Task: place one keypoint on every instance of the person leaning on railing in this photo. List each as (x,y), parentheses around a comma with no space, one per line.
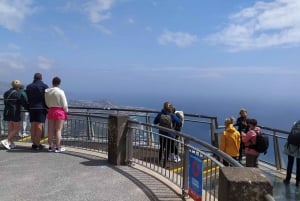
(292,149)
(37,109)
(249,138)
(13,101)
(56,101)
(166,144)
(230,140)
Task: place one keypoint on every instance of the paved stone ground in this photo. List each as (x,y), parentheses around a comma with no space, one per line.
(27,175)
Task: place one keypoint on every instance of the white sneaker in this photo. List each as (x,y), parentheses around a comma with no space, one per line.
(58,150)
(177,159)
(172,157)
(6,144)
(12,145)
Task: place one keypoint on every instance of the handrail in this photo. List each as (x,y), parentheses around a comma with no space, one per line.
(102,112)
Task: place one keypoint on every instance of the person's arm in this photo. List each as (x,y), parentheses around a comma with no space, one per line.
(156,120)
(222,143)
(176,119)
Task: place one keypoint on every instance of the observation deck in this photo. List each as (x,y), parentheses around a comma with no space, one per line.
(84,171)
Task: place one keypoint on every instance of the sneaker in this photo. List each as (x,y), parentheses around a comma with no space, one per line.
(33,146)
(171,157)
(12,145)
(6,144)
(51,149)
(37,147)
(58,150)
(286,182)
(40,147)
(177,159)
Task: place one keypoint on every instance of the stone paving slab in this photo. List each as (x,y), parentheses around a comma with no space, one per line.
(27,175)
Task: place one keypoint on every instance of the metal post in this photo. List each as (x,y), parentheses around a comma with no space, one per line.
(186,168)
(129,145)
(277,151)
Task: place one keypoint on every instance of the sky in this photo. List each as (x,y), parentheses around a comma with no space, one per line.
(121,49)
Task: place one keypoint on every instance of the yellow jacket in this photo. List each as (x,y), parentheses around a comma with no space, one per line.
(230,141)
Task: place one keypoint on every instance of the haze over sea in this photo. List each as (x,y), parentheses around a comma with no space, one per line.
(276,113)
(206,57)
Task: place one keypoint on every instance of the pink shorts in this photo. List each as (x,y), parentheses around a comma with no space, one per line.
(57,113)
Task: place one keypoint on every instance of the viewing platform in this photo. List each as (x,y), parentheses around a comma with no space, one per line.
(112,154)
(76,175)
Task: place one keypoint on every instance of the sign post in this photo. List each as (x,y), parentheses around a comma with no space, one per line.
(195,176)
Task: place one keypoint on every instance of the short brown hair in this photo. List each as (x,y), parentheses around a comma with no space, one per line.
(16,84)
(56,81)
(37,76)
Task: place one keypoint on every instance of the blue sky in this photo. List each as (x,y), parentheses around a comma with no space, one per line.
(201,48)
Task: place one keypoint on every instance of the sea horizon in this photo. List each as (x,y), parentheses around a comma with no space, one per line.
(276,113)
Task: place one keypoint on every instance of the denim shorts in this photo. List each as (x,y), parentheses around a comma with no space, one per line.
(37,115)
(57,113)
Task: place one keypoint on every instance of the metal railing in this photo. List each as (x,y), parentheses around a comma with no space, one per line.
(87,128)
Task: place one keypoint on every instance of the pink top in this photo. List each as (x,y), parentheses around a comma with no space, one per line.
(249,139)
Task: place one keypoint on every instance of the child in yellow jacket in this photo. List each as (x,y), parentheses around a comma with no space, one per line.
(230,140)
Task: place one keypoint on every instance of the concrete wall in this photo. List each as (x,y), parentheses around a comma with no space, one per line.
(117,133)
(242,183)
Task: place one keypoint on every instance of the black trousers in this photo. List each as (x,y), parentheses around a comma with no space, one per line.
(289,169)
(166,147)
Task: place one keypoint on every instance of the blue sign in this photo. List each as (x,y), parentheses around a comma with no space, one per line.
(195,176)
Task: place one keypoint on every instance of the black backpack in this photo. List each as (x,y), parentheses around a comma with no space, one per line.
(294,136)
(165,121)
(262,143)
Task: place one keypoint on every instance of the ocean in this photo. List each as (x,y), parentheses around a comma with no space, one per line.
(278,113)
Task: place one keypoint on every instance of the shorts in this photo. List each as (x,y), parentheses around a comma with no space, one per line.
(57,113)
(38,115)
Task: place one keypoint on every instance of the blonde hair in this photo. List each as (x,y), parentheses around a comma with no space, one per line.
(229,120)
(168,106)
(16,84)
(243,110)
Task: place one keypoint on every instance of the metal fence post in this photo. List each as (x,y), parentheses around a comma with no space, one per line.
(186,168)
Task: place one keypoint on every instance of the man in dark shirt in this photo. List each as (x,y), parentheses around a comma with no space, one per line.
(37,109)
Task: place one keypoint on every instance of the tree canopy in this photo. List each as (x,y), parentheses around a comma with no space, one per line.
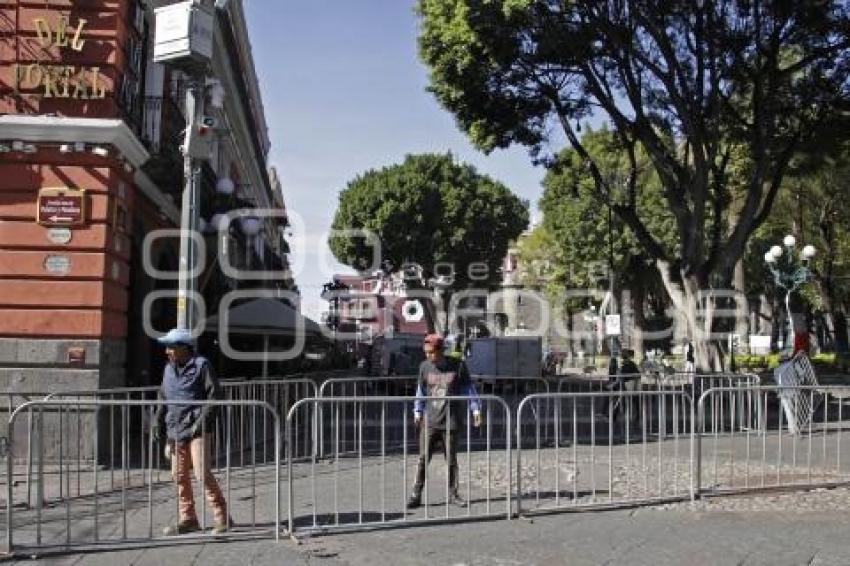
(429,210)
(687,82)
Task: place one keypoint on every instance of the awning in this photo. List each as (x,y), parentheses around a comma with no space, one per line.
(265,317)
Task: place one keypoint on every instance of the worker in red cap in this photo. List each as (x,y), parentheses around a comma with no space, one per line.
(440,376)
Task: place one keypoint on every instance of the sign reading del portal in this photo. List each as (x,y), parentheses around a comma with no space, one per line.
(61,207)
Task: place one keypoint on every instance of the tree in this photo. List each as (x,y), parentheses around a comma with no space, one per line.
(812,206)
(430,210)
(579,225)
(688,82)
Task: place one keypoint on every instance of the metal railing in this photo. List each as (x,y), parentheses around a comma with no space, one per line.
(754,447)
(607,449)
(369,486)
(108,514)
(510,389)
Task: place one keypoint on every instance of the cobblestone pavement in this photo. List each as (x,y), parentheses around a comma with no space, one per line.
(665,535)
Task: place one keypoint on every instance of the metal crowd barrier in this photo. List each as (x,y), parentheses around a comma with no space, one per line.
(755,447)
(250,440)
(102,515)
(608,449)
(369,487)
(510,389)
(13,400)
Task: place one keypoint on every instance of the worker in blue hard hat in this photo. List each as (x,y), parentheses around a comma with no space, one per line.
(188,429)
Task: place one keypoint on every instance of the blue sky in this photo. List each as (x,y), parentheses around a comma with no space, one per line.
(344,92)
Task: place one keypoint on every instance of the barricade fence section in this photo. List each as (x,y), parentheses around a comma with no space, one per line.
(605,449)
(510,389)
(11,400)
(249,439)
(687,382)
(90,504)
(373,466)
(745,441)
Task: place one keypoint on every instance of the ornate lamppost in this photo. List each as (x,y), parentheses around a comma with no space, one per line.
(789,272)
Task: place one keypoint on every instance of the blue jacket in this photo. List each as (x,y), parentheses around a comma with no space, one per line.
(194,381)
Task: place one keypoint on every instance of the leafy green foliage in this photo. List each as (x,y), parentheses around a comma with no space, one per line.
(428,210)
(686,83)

______

Take the lines from the one containing "Task: place one keypoint on every instance of the cobblestone" to the last line of the material above and write them out exactly.

Task: place one keypoint on every instance of the cobblestone pavement in this photo. List each as (x,y), parentheses around a comma with no space, one per line.
(665,535)
Task: place one keypoint on every instance of the metal crowd barrier in this photo. List each as (x,y), parentheses around a comma with no space, one per line.
(755,447)
(250,440)
(102,515)
(608,449)
(369,487)
(510,389)
(13,400)
Task: place one keypoint on every instance of the worker in blue hard hat in this photo. List each as (x,y), parentheses around a comma with no space, one per line.
(188,429)
Task: place one keypoint on every instance of the blue sky in this photo. List each as (x,y), parentheses around a comma with no space, one per line.
(344,92)
Task: place one keypoint on every instance of the barricade fence section in this photo. List each as (x,y), parentheses around a comma with no space, one per line.
(605,449)
(510,389)
(11,400)
(249,439)
(687,382)
(90,504)
(373,466)
(745,441)
Task: place one keypoint on every instance of the ornate lamppost in this photo. List each as (x,y), parentheses around a comma with no space, one per line.
(789,272)
Task: place one keypoint on every instance of the blue jacket in this photo. List each as (x,y), parentheses around a comma with no space, one per line.
(194,381)
Task: place one keypoint on every instance of the leafy green foliage in this photo. List each as (x,y), parentheses around a comma with no space, one per line.
(428,210)
(686,83)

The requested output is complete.